- _PROBLEM REQUIREMENTS_
Transcribe the lines of the records starting with the one that has "A point marks every instance of the railway track" in it and ending with the last, and transcribe nothing else.

** start of DATA EXTRACT **

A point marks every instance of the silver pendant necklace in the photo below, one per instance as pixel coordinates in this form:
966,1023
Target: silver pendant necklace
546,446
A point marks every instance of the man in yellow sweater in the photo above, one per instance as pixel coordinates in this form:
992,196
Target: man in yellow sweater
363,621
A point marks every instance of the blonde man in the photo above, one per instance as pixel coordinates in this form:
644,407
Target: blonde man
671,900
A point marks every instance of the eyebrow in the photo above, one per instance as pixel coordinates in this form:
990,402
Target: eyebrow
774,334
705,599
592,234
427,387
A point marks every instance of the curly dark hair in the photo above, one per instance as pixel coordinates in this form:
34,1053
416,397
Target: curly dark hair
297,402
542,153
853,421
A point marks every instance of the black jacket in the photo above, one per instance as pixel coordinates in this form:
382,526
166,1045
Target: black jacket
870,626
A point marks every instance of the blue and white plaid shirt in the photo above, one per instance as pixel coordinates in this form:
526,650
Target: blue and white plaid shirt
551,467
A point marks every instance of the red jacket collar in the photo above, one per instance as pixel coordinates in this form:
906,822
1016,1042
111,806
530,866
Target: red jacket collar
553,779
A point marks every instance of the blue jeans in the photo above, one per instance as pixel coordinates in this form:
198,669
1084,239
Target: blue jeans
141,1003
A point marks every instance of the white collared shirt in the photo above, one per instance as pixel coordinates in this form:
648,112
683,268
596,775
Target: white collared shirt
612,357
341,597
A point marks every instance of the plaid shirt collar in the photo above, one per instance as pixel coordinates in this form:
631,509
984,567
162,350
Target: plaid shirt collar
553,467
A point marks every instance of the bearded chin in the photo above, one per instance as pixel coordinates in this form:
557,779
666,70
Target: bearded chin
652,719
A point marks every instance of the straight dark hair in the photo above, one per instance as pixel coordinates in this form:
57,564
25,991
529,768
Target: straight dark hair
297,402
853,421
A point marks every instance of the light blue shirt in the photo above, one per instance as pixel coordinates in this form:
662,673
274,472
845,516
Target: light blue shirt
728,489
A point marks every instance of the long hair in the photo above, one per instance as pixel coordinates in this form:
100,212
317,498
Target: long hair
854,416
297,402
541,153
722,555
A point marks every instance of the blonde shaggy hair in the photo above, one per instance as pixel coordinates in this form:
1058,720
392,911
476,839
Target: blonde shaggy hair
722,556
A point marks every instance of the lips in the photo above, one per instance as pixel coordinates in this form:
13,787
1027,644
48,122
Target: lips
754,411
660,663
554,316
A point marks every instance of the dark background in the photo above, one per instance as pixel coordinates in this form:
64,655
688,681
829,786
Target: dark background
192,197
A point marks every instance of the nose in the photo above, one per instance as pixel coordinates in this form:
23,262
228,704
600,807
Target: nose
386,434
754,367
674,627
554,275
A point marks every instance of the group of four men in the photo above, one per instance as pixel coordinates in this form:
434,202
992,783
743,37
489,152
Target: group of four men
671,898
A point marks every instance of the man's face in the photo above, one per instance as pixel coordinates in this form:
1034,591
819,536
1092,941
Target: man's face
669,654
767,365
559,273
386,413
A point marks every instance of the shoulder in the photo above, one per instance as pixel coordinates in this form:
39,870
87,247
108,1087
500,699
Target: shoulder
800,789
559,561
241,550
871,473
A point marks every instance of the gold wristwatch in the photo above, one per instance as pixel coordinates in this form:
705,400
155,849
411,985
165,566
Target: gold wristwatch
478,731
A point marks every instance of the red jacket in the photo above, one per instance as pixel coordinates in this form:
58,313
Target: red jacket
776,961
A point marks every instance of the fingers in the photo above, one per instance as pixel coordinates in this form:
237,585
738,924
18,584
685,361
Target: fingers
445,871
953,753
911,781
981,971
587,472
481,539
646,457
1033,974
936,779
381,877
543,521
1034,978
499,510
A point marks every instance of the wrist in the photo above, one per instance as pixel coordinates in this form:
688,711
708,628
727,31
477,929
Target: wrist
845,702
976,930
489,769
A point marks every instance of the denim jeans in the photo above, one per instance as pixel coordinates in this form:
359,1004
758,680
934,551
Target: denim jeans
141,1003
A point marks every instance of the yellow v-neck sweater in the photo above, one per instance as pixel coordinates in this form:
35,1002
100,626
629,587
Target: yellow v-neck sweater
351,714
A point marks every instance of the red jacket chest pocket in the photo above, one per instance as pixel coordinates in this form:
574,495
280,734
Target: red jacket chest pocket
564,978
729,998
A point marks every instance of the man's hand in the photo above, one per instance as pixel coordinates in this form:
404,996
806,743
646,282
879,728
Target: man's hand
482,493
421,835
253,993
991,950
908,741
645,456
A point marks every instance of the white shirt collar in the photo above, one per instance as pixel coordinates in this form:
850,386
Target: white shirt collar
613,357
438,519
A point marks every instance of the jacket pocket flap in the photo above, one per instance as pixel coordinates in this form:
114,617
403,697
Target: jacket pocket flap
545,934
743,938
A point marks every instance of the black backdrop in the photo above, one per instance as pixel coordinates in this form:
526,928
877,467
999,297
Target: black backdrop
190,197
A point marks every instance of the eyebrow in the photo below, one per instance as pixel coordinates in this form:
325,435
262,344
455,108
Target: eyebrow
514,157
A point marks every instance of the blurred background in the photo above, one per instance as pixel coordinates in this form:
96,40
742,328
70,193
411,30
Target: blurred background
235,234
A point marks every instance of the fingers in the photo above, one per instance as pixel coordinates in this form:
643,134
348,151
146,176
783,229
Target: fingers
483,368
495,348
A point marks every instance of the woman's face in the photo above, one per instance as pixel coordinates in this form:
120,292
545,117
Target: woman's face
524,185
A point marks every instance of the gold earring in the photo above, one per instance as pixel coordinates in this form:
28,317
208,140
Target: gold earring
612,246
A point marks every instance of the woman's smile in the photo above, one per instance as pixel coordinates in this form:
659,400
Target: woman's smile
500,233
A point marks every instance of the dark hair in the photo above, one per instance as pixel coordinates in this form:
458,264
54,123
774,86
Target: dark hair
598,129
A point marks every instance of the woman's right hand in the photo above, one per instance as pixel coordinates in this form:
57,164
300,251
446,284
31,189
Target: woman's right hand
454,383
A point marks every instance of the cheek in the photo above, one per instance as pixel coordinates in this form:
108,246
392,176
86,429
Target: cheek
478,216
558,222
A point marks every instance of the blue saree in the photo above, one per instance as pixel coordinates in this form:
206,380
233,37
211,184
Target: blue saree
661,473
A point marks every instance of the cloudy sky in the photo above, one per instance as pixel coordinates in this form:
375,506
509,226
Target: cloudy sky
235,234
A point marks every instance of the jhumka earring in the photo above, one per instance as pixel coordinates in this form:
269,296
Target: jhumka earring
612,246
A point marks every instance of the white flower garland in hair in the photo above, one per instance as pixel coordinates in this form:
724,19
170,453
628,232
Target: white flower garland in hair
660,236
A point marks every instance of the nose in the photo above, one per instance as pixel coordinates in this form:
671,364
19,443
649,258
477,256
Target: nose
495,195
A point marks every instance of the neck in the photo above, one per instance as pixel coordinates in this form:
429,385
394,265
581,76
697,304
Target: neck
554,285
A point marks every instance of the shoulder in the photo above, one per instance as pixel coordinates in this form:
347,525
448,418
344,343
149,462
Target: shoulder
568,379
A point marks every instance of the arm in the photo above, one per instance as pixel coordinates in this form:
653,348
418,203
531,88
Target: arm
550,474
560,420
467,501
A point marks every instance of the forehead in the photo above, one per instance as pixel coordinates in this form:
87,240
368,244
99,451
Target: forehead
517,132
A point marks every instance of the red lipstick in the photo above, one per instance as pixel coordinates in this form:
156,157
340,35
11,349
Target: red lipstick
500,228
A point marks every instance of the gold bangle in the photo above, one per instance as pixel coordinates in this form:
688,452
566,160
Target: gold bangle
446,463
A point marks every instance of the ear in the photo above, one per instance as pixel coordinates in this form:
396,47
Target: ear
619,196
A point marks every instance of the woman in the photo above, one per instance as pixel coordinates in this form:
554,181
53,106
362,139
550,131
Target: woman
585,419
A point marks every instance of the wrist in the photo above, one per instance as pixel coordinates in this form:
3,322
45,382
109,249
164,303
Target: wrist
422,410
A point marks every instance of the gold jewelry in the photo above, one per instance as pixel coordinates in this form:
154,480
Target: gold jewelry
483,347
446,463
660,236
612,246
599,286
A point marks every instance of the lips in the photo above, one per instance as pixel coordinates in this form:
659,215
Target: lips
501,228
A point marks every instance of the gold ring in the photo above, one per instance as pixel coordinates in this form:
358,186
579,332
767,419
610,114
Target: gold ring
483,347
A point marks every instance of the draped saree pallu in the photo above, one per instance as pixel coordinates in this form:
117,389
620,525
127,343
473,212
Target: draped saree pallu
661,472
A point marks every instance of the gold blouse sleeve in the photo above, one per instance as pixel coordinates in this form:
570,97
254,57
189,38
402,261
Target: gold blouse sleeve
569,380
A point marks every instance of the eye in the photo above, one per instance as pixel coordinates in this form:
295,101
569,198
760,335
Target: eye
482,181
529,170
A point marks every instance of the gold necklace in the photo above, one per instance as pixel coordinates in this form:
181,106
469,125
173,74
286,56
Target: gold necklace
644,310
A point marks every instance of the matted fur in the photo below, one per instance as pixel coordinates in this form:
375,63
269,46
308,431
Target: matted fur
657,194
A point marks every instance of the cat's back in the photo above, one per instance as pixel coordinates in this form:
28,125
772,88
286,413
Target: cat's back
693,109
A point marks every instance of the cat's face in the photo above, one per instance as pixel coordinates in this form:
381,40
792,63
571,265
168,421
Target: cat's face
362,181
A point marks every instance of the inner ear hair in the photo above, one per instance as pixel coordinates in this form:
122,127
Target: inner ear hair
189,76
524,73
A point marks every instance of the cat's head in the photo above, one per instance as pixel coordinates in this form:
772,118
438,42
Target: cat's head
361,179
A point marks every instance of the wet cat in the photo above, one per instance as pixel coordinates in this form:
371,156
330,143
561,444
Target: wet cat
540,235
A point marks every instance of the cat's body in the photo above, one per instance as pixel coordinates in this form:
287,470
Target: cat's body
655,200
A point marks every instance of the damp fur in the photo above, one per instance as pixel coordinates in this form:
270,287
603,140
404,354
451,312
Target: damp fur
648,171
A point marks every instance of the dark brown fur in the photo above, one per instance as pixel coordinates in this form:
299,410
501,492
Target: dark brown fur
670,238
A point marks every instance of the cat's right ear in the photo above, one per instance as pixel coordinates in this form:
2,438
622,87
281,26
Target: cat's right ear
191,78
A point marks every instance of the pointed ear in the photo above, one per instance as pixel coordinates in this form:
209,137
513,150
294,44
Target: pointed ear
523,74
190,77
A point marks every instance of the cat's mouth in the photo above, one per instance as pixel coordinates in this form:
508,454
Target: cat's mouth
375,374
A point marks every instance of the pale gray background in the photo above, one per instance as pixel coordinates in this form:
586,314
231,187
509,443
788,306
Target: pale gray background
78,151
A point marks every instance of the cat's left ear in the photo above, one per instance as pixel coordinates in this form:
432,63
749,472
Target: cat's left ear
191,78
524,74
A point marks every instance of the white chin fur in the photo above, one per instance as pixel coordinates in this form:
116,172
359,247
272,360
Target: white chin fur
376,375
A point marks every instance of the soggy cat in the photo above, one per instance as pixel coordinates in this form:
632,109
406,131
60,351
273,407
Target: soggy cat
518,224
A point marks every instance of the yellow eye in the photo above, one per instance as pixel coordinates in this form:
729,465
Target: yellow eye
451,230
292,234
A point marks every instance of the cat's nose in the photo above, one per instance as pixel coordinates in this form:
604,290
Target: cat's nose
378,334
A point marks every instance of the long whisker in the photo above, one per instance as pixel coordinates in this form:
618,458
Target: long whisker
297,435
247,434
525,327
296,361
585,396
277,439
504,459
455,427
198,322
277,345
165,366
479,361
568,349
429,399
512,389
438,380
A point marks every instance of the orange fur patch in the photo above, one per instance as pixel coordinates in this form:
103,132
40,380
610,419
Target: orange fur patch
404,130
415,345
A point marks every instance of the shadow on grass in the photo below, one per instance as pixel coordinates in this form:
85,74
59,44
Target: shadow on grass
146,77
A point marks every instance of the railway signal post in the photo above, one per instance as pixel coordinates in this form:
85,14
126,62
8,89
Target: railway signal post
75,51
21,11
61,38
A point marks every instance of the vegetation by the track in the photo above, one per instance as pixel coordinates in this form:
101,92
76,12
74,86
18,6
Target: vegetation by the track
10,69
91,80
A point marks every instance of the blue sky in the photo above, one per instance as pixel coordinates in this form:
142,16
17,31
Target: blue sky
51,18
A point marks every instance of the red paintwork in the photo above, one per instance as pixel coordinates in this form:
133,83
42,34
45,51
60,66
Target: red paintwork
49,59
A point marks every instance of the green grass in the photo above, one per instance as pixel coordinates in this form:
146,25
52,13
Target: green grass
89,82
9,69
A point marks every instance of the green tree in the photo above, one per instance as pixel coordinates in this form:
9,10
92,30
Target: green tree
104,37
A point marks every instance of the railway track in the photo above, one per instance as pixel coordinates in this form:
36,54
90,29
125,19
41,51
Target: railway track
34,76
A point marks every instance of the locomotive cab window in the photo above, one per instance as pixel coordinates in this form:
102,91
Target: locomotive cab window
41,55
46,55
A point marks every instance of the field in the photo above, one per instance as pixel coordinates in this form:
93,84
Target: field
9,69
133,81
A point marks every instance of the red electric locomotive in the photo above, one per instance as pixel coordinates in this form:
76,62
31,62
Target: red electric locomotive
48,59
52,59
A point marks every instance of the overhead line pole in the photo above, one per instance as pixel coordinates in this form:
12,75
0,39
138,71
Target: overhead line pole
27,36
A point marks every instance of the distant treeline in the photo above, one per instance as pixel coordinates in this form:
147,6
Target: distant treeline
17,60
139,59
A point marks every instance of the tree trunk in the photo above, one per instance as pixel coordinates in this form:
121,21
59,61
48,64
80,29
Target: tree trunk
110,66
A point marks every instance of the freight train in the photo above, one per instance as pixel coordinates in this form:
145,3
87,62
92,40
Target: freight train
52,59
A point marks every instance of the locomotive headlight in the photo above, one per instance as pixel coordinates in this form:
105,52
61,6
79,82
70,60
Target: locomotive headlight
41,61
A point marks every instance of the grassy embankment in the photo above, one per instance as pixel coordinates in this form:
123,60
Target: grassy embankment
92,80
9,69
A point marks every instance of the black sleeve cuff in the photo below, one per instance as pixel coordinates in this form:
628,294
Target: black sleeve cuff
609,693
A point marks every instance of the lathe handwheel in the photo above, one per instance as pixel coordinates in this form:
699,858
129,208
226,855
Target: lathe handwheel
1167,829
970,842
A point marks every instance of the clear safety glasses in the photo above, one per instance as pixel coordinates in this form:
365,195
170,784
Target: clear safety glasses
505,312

** end of DATA EXTRACT **

- _SOLUTION TO THE PROBLEM_
A point marks every instance of the railway track in the photo above, one per instance as pixel coordinates in this form:
36,54
90,29
125,19
41,51
Target: railway track
34,76
A point marks every instance of the locomotive cab window in the photo above, one per instance as pixel coordinates in this form:
102,91
Target: locomotive cab window
41,55
46,55
A point marks every instance of the field in the photo above, one per instance as pixel coordinates in this form:
93,84
Target: field
9,69
133,81
A point marks every instance of the red electric locomotive in the photo above, one per instance as pixel coordinates in this form:
76,62
31,62
Target: red electric locomotive
48,59
52,59
A point marks every instance of the overhead line pole in the photo above, one per instance as pixel coordinates in this form:
12,75
0,39
138,71
Target: overhead line pole
27,36
A point marks every instance of the distant treeline in the photo above, one per instance as pixel coordinates in this form:
147,6
Target: distant treeline
17,60
139,59
A point marks every instance of the tree trunk in the photo above, one per instance as pixel coordinates in this form:
121,21
59,61
48,64
80,29
Target: tree trunk
110,66
A point marks every instance of the freight train in the photo above, one per instance as pixel coordinates in this form:
145,3
87,62
92,40
Target: freight train
52,59
A point marks every instance of the locomotive headlight in the photo above, one per instance as pixel coordinates in this form:
105,52
61,6
79,82
70,60
Target: locomotive headlight
41,61
A point marks every instance of the grassy embankment in the photo above, one per instance as pixel coordinates in this form:
123,60
Target: grassy embankment
92,80
9,69
A point marks every instance of the black sleeve cuff in the photo below, one per instance as pixel coordinates in this form:
628,294
Target: black sleeve cuff
609,693
A point marks every instance of the lathe handwheel in the photo above, one per instance as pixel coordinates in this form:
699,858
129,208
226,855
Target: lathe handwheel
1167,829
970,842
A point marks every instance of the clear safety glasses in the photo above, one per instance as pixel coordinates in this form:
365,195
170,784
Target: clear safety glasses
505,312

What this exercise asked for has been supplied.